* **TO DO**
State how many lines in the rows contain the string "petal", treating uppercase and lowercase as different. Give only the number.

(Entries on locating named things)
━━━━━━━━
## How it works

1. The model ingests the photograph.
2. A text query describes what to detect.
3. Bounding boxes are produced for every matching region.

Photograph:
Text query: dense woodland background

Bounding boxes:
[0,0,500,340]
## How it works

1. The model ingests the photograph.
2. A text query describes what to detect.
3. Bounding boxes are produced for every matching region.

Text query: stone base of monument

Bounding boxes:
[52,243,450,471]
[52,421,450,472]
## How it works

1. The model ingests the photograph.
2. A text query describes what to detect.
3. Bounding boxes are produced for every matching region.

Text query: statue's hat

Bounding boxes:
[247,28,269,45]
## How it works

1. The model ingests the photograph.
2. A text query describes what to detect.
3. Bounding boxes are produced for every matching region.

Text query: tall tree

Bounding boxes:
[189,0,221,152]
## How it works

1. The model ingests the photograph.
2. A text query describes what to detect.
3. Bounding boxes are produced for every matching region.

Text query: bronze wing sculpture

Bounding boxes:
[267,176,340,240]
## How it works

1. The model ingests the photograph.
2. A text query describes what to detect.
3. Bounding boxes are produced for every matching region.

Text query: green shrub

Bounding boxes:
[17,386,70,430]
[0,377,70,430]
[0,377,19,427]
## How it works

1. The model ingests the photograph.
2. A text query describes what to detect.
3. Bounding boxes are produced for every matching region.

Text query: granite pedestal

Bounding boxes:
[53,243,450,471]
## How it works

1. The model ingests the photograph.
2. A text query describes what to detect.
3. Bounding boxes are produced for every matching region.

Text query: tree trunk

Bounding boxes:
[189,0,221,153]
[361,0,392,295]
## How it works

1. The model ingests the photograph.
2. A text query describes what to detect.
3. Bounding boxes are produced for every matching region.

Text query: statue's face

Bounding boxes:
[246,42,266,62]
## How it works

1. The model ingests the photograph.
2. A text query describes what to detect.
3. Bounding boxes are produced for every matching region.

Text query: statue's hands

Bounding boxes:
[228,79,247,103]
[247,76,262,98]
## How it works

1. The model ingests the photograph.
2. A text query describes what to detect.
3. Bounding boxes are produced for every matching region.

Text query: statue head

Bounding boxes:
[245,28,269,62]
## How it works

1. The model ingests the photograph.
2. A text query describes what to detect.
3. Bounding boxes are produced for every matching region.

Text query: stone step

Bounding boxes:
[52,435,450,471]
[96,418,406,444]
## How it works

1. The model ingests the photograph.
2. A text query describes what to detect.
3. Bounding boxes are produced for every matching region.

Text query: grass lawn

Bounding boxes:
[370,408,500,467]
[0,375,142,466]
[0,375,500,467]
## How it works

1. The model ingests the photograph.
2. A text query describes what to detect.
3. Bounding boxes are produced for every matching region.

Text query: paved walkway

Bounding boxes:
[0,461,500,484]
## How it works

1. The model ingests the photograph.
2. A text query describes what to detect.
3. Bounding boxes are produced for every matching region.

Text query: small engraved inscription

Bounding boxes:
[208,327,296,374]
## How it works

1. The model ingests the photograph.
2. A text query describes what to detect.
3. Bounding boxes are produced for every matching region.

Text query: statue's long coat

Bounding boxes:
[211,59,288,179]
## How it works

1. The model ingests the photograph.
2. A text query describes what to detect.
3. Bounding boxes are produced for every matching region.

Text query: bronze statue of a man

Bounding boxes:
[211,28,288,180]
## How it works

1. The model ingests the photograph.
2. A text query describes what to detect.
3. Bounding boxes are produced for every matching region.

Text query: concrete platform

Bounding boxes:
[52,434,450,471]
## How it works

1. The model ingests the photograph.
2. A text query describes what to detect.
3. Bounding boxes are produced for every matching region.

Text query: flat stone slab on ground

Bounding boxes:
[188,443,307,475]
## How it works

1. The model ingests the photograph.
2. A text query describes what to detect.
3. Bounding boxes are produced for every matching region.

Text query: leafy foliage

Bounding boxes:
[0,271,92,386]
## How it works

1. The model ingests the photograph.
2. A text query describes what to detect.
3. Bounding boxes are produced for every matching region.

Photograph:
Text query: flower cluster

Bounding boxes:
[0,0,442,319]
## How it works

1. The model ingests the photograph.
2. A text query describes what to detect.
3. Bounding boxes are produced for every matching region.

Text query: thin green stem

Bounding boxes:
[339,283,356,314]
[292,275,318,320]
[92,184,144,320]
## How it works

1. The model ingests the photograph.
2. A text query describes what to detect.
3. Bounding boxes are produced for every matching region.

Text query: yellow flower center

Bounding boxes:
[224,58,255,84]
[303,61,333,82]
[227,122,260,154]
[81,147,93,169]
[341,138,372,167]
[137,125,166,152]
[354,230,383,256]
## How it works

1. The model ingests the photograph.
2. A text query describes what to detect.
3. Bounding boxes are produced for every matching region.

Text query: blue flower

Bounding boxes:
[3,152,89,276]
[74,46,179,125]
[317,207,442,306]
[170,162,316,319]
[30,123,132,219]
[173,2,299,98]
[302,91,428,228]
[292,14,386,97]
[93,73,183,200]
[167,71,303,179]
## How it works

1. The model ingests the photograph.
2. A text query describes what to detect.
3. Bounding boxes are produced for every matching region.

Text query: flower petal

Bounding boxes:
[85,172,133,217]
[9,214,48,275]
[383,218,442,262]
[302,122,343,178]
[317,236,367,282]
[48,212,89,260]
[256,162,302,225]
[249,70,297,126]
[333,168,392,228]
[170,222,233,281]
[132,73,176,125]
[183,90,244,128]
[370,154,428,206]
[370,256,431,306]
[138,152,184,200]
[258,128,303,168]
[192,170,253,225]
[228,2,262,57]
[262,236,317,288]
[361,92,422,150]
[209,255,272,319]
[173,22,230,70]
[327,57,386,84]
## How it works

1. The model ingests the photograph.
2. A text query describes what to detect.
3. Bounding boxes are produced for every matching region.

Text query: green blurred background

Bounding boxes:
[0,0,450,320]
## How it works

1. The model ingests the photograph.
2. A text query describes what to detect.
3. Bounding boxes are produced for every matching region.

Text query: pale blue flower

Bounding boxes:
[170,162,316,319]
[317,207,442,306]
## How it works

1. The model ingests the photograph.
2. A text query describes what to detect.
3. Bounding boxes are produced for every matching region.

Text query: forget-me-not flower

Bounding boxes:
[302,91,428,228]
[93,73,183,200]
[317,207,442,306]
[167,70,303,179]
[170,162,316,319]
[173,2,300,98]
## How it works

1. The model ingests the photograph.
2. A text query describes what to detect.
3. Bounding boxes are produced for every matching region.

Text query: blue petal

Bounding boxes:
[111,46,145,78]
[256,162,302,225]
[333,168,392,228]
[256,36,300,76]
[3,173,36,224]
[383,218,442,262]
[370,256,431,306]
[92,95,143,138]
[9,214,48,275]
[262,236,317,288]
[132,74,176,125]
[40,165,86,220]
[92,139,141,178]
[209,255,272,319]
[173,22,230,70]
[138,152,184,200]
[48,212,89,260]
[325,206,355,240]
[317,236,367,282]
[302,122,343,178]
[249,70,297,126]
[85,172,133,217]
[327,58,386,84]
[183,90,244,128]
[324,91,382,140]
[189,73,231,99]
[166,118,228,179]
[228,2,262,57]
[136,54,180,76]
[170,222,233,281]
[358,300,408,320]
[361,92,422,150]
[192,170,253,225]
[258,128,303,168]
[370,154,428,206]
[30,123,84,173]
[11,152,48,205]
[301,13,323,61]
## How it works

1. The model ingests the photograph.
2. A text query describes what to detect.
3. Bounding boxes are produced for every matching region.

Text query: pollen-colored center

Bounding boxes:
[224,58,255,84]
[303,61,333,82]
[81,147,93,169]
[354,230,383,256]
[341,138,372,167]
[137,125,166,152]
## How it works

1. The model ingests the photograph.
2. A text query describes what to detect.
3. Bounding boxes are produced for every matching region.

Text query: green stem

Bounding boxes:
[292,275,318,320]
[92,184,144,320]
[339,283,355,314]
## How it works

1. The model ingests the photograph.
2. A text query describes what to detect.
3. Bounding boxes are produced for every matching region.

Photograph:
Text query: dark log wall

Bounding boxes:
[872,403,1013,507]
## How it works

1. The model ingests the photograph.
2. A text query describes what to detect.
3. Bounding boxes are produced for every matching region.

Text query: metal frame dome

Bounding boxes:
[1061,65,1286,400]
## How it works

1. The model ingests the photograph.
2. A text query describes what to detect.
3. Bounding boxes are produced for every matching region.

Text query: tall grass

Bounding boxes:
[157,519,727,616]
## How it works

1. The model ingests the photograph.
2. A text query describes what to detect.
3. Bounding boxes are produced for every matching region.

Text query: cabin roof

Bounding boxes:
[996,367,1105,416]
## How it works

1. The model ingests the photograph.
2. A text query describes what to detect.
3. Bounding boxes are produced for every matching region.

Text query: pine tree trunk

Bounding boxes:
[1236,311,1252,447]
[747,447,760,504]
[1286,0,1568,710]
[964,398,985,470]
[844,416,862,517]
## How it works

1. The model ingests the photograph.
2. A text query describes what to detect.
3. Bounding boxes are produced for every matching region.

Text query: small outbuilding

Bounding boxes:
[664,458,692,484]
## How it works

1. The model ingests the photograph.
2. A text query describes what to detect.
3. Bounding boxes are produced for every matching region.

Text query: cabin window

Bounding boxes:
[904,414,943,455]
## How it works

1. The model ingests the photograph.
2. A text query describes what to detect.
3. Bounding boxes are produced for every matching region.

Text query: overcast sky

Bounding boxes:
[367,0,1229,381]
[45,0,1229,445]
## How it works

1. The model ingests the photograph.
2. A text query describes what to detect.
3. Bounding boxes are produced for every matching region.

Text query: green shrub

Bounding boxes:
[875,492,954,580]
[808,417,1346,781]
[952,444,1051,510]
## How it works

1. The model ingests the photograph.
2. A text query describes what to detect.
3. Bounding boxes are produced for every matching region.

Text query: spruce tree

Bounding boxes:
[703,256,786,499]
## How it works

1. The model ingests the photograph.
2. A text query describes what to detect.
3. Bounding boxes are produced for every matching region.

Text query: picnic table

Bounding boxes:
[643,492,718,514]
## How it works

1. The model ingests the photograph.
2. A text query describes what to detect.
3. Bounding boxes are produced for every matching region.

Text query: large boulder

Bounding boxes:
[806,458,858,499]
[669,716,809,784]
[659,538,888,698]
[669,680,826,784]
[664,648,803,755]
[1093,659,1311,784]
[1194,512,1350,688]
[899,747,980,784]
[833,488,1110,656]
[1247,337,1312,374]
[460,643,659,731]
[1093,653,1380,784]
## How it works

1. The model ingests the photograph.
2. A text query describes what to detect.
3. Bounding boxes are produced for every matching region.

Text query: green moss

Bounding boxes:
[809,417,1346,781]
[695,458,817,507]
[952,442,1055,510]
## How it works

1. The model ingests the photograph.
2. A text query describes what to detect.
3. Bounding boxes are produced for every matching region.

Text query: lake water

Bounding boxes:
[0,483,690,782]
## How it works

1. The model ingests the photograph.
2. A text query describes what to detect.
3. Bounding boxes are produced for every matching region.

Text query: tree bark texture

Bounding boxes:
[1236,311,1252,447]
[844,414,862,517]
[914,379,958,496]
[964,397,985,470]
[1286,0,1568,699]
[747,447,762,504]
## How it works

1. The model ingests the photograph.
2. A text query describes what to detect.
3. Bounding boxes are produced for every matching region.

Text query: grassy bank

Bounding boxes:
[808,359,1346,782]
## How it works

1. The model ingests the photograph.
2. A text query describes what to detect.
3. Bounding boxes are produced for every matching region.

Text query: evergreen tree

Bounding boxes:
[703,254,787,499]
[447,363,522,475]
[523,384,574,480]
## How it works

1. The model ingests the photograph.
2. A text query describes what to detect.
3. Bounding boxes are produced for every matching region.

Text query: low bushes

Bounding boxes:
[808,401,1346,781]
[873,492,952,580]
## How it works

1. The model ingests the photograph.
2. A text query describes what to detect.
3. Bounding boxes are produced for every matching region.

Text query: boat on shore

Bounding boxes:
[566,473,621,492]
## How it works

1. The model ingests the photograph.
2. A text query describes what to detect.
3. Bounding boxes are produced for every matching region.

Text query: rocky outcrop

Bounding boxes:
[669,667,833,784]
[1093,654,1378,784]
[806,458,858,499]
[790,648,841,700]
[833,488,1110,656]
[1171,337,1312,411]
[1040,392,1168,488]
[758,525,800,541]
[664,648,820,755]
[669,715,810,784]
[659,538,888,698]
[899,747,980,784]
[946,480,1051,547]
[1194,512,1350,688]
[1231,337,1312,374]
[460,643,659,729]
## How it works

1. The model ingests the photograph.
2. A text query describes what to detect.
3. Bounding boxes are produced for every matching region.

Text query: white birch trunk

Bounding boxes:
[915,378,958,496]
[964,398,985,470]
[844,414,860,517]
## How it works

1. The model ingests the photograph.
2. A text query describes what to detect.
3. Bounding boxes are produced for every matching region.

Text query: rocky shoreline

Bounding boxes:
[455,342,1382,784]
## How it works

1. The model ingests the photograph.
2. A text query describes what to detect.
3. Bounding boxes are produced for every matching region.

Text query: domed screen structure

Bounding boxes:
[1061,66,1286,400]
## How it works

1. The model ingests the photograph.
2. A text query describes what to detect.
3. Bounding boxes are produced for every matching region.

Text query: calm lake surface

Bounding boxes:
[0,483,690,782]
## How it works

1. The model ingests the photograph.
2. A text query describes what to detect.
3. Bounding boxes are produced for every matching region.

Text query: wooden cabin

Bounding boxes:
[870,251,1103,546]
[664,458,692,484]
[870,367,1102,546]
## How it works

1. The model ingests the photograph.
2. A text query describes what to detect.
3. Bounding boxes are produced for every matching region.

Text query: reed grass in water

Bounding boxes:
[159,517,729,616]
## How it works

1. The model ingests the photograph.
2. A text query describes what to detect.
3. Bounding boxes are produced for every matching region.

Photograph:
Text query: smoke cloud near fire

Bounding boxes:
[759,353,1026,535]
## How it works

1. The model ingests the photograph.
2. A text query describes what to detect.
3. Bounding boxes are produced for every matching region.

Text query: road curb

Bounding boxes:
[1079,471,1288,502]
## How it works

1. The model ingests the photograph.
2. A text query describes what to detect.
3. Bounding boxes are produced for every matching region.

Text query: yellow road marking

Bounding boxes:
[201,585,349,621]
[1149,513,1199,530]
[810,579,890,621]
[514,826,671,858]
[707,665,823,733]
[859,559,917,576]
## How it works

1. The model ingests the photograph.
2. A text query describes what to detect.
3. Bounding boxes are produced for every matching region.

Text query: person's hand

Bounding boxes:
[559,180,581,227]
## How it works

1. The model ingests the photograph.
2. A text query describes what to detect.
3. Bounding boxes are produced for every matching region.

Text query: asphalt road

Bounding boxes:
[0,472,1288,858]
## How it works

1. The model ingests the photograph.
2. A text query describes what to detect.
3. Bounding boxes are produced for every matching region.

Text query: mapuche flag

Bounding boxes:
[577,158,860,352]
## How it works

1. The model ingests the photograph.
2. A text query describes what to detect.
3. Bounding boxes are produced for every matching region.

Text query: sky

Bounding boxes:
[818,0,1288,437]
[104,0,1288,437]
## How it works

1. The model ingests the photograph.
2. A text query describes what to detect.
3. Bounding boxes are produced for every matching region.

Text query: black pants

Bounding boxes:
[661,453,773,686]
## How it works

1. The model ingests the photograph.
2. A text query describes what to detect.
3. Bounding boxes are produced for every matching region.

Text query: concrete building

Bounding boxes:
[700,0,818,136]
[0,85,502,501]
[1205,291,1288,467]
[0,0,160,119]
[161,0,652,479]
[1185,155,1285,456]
━━━━━━━━
* **ANSWER**
2